Segment Start: Source records
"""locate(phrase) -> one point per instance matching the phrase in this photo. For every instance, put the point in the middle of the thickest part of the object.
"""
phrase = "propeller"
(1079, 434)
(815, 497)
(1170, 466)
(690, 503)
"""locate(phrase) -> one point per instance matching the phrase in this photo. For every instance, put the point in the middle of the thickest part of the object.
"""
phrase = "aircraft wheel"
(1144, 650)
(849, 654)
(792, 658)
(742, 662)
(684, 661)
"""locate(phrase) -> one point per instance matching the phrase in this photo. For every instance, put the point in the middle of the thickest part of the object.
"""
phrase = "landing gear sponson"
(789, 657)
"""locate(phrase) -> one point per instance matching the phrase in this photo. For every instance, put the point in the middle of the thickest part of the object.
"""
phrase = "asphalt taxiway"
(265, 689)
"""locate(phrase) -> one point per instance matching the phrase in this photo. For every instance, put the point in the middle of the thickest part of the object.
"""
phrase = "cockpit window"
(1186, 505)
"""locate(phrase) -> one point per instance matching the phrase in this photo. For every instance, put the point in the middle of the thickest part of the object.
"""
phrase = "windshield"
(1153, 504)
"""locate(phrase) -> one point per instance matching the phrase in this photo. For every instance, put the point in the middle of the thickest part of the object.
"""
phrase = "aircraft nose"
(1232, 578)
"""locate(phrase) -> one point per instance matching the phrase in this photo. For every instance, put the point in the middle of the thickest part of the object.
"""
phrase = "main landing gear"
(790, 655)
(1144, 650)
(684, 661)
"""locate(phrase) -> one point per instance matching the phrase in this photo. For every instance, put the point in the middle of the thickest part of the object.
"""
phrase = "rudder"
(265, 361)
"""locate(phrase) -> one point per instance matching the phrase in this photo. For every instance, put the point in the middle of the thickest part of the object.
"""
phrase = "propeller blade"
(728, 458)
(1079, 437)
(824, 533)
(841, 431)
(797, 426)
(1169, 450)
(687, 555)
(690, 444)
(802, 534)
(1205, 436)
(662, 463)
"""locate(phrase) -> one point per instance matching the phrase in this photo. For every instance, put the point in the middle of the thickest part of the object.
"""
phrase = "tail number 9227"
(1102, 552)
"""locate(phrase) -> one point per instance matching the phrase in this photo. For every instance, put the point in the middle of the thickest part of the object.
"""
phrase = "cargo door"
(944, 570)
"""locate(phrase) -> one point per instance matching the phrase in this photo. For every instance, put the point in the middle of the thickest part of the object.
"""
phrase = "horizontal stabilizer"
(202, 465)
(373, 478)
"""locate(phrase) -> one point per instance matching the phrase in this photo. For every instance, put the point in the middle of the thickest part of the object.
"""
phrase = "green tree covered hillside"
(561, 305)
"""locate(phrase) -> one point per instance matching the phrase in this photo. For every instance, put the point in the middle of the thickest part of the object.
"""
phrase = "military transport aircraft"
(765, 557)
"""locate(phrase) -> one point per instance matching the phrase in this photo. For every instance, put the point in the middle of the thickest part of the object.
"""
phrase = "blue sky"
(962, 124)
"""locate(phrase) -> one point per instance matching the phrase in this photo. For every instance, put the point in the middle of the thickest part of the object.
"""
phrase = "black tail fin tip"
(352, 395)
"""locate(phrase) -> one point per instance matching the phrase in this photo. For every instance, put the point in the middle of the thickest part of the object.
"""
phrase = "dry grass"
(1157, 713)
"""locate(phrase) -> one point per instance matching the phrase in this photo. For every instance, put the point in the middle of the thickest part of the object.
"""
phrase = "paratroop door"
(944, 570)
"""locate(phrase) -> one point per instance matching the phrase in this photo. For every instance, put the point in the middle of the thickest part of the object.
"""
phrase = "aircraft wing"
Segment End: Source records
# Work instruction
Reproduce the full set of entries above exactly, without dropping a line.

# Exercise result
"""locate(phrase) -> one point per instance matching the phrase in this photo. For every instance, put the point in the middle of the thickest part of the object.
"""
phrase = "propeller"
(1079, 434)
(815, 497)
(1170, 466)
(690, 503)
"""locate(phrase) -> one point per instance matching the phrase in this photo. For every instance, put the point in the middle of the thickest part of the object.
"""
phrase = "aircraft wheel"
(1144, 650)
(849, 654)
(792, 658)
(742, 662)
(684, 661)
"""locate(phrase) -> one point per instance matching the phrase in this photo. For every instance, put the point in the middle of the thickest part of the object.
"""
phrase = "landing gear sponson"
(789, 657)
"""locate(phrase) -> one point per instance matching the phrase in this photo. For every instance, put the point in the middle of the thickest part of the object.
"""
phrase = "asphalt taxiway"
(265, 689)
"""locate(phrase) -> one point per instance matching the phrase in this photo. For every instance, put the point in the middle of the thickest part of the object.
"""
phrase = "cockpit window"
(1186, 505)
"""locate(phrase) -> one point per instance matching the phrase in this photo. For every instance, put the point in the middle of the thickest part of the object.
"""
phrase = "windshield"
(1153, 504)
"""locate(phrase) -> one point per instance matching the phrase in this photo. For every instance, put the point in the middle of the thickest part of the object.
"""
phrase = "aircraft nose"
(1232, 578)
"""locate(phrase) -> one point per instance matching the phrase in this photo. For every instance, put the point in the middle of the thickest part of the object.
"""
phrase = "main landing gear"
(790, 655)
(1144, 650)
(684, 661)
"""locate(phrase) -> one point per instance matching the phrase in this photo. For every instance, put the point in the middle of the thickest part of the object.
"""
phrase = "rudder"
(265, 361)
"""locate(phrase) -> one point per instance matching the phrase in this photo. For every instance, put the point in the middle of the thickest part of the object.
"""
phrase = "propeller blade"
(728, 458)
(1079, 437)
(824, 533)
(841, 431)
(797, 426)
(1169, 450)
(687, 555)
(690, 444)
(802, 534)
(1205, 436)
(662, 463)
"""locate(phrase) -> one point per instance matching the phrase in this photo. For every instance, put the point in the middle of the thickest part of the object.
"""
phrase = "tail number 9227"
(1102, 552)
"""locate(phrase) -> one point per instance matching the phrase in this photo. For every instance, put the point in the middle of the thickest part of the object.
"""
phrase = "cargo door"
(944, 570)
"""locate(phrase) -> one point per instance matching the phrase in this photo. For every instance, put the point in the middle of the thickest part of the object.
"""
phrase = "horizontal stabilizer"
(202, 465)
(373, 478)
"""locate(phrase) -> one point per instance matching the phrase in this photo. For every instance, put the point in the middle of the thickest part of the object.
"""
phrase = "green tree covered hillside"
(561, 305)
"""locate(phrase) -> one point per instance matching the phrase in this photo. For every instance, put the point in the middle of the thickest part of the object.
"""
phrase = "military transport aircraft"
(765, 557)
"""locate(phrase) -> one point per instance matching the phrase in this photo. For every instance, put the point in the middle of the thickest part of the object.
"""
phrase = "blue sky"
(962, 124)
"""locate(phrase) -> one point per instance matching the phrase in this photo. For every instance, put the point in the middle of the thickest part of the object.
"""
phrase = "black tail fin tip"
(352, 395)
"""locate(phrase) -> one point per instance matching the phrase in this photo. For every instance, put the point in the middle of the thickest part of the object.
"""
phrase = "dry grass"
(1157, 713)
"""locate(phrase) -> one point per instance matching the phrase in this photo. For every instance, put the point in the middle of the thickest part of the object.
"""
phrase = "paratroop door"
(944, 570)
"""locate(phrase) -> one point per instance matching the phrase in this photo. For every instance, put the point in the middle of the thickest part of the object.
"""
phrase = "aircraft wing"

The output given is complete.